== TASK TO COMPLETE ==
Copy each line exactly. Drop every picture.

Photo-based point labeling data
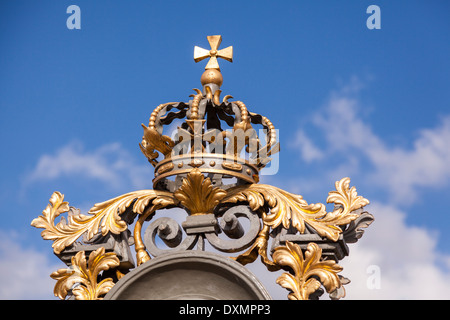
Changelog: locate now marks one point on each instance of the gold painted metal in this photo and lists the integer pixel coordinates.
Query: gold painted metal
(277, 209)
(198, 195)
(86, 276)
(306, 268)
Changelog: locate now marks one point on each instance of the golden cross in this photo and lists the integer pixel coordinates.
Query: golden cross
(213, 54)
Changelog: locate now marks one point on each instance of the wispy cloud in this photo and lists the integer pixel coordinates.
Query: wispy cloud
(110, 164)
(401, 170)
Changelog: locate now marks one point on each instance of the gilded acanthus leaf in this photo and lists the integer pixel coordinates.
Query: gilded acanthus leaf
(104, 217)
(197, 193)
(85, 276)
(306, 269)
(287, 208)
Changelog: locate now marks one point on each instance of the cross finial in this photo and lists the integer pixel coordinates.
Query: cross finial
(214, 53)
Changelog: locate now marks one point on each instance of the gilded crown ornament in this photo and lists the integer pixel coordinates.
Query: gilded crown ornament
(209, 167)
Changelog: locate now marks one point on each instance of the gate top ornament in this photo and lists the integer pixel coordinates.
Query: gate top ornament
(212, 173)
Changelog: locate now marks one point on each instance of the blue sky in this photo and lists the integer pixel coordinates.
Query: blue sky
(373, 105)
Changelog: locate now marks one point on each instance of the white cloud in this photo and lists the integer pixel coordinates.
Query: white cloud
(410, 264)
(110, 164)
(401, 171)
(24, 273)
(308, 151)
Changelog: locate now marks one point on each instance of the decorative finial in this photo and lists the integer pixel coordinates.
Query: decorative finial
(212, 70)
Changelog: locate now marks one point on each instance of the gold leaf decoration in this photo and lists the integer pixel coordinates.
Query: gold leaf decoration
(306, 268)
(104, 216)
(197, 193)
(287, 208)
(84, 276)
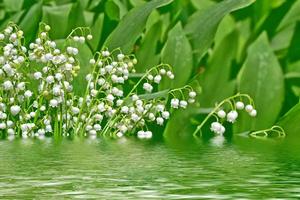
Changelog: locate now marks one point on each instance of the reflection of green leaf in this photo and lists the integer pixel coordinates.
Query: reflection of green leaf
(215, 81)
(261, 77)
(202, 26)
(132, 25)
(290, 121)
(179, 127)
(177, 52)
(30, 22)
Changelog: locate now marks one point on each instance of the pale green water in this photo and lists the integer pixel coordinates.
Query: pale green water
(132, 169)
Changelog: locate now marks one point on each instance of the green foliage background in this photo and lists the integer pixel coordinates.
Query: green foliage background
(227, 46)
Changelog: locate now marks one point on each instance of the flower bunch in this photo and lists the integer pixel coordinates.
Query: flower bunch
(235, 103)
(37, 95)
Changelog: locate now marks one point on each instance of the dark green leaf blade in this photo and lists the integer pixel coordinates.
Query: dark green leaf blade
(203, 25)
(177, 52)
(132, 25)
(261, 77)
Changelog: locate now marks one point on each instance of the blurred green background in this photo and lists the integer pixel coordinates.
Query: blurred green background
(227, 46)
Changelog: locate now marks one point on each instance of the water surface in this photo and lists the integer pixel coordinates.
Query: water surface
(128, 168)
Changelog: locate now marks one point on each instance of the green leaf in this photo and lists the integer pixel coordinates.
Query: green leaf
(57, 18)
(285, 30)
(13, 5)
(96, 30)
(132, 25)
(76, 17)
(261, 77)
(14, 18)
(146, 54)
(290, 122)
(115, 9)
(84, 55)
(94, 4)
(30, 22)
(180, 127)
(177, 52)
(202, 4)
(215, 81)
(202, 26)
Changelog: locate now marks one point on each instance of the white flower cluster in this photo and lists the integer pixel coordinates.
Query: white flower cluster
(218, 128)
(37, 95)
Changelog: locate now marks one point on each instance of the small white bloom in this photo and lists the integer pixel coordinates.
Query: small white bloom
(249, 108)
(192, 94)
(183, 104)
(110, 97)
(92, 61)
(166, 114)
(221, 114)
(141, 134)
(97, 127)
(160, 121)
(218, 128)
(89, 37)
(148, 134)
(119, 134)
(148, 87)
(253, 113)
(162, 71)
(240, 105)
(120, 56)
(8, 85)
(53, 103)
(232, 116)
(175, 103)
(37, 75)
(15, 110)
(28, 94)
(157, 79)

== EXERCISE RESPONSE ==
Changelog: locate now marks one point on each instance of the gold painted metal in this photo and lists the integer pixel coordinates.
Query: gold painted metal
(277, 209)
(198, 195)
(86, 276)
(306, 268)
Changelog: locate now marks one point on each instance of the golden cross in this photo and lists the integer pixel coordinates.
Query: golden cross
(213, 54)
Changelog: locate now marks one point on each instance of the wispy cloud in this photo and lists the integer pixel coordinates.
Query: wispy cloud
(110, 164)
(401, 170)
Changelog: locate now marks one point on each instance of the gilded acanthus leaf in this photo and lists the integer pixel coordinates.
Query: gilded acanthus leaf
(104, 217)
(197, 193)
(85, 276)
(306, 269)
(287, 208)
Changelog: locate now marks one point on each instance of the cross finial in this photo and lists the integer pixel coordinates.
Query: cross finial
(214, 53)
Changelog: locate now marks one point on each instance of the gilded crown ornament in this photo and lists the integer pixel coordinates.
Query: gilded crown ornament
(209, 167)
Changelog: locate now marks one point on each instance of the gate top ornament in this photo and lists the integer pixel coordinates.
Query: gate top ornament
(212, 173)
Changelog: locate now marks one point on each instance of the blue sky in this photo and lists the integer pixel coordinates.
Query: blue sky
(373, 105)
Changelog: locate now marks one point on each instance of the white cloud in this photo and lists the integer pixel coordinates.
Query: white cloud
(410, 264)
(110, 164)
(401, 171)
(24, 273)
(308, 151)
Changelog: locate now marks one point on each instance of the decorative finial in this photo and lists the integer pixel coordinates.
Query: decorative finial
(212, 70)
Changelog: locate now marks one point on each instance of the gold leaf decoration in this photo and lists the integer pixel coordinates.
Query: gold leaf decoration
(306, 268)
(104, 216)
(197, 193)
(287, 208)
(84, 276)
Changelog: locate now marks one point on each instance of the reflection of green leaf in this photo and lists the integer pixel coordinates.
Query: reflection of green leaf
(215, 81)
(261, 77)
(202, 26)
(132, 25)
(290, 121)
(179, 127)
(177, 52)
(30, 22)
Changelog: locate now marks one point on each instance of the pale green water in this photo and lists the integer pixel coordinates.
Query: pale green water
(132, 169)
Changelog: locate now marks one point on each instance of the green foliage background in this photo and lists the integer pixel coordinates.
Query: green foliage background
(227, 46)
Changelog: locate now marks one point on each instance of the flower bunch in this photo and lists the integer pixel coordinates.
Query: flower bunch
(235, 103)
(37, 95)
Changelog: locate now marks one point on each instance of the dark green leaf blade in this photo and lists the integer pixel coordinates.
Query: dark green leaf blade
(203, 25)
(177, 52)
(132, 25)
(261, 77)
Changelog: locate now marks one point on each instance of the blurred green background in this photo and lists the integer pixel coordinates.
Query: blurred green background
(227, 46)
Changelog: locate now marks one point on each instance of the water surface in this photo and lists the integer pixel coordinates.
Query: water surface
(128, 168)
Changelog: locate now marks one point on each instance of the green leaf in this photo and lists the integer pixel coordinates.
Query: green leaf
(57, 18)
(285, 30)
(13, 5)
(96, 30)
(132, 25)
(76, 17)
(261, 77)
(14, 18)
(146, 54)
(290, 122)
(115, 9)
(84, 55)
(94, 4)
(30, 22)
(180, 127)
(177, 52)
(202, 4)
(215, 81)
(202, 26)
Changelog: locate now marks one point on each instance of the white flower cluster in this photo and lists the integer pixel coordinates.
Query: white flower cluster
(218, 128)
(37, 95)
Changelog: locate now marks one point on each instance of the small white bloom in this photo and lists the integer pixel coordinates.
Query: small white bloom
(249, 108)
(192, 94)
(183, 104)
(110, 97)
(92, 61)
(166, 114)
(221, 114)
(141, 134)
(97, 127)
(160, 121)
(218, 128)
(89, 37)
(148, 134)
(119, 134)
(148, 87)
(253, 113)
(162, 71)
(240, 105)
(120, 56)
(8, 85)
(53, 103)
(232, 116)
(175, 103)
(37, 75)
(15, 110)
(28, 94)
(157, 79)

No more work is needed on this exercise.